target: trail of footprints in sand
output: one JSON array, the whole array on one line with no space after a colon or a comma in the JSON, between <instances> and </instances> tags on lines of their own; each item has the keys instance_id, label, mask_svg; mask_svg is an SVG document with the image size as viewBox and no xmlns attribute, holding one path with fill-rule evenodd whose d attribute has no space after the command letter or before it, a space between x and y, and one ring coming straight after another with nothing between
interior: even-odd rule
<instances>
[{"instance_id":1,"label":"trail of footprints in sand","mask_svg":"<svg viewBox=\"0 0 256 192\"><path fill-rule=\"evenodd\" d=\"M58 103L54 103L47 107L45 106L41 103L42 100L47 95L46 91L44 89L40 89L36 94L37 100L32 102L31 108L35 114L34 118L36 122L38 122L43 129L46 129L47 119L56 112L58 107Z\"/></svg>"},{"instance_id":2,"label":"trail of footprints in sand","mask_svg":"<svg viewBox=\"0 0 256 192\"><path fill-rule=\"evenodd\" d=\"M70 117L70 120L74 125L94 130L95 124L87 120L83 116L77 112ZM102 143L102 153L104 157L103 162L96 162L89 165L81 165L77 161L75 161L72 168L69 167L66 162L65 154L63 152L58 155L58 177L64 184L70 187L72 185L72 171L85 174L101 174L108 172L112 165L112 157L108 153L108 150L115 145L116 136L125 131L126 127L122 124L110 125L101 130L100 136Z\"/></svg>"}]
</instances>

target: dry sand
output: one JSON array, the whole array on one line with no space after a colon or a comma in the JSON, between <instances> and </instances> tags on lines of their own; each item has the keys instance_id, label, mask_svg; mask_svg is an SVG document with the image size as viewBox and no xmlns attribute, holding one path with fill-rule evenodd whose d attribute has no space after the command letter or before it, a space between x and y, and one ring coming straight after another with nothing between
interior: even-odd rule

**Stated goal**
Please copy out, word for word, the lines of the records from the line holding "target: dry sand" through the end of the records, with both ends included.

**Output below**
target: dry sand
output: one JSON array, the whole array on one line with no space after a colon or a comma in the JSON, between <instances> and </instances> tags on lines of their own; each item has the keys instance_id, label, mask_svg; mask_svg is an SVG document with the image size as viewBox and no xmlns attribute, holding one path with fill-rule evenodd whose d attribute has no space after the command letter or before it, a space between x and y, and one ring coming straight after another with nothing between
interior: even-odd rule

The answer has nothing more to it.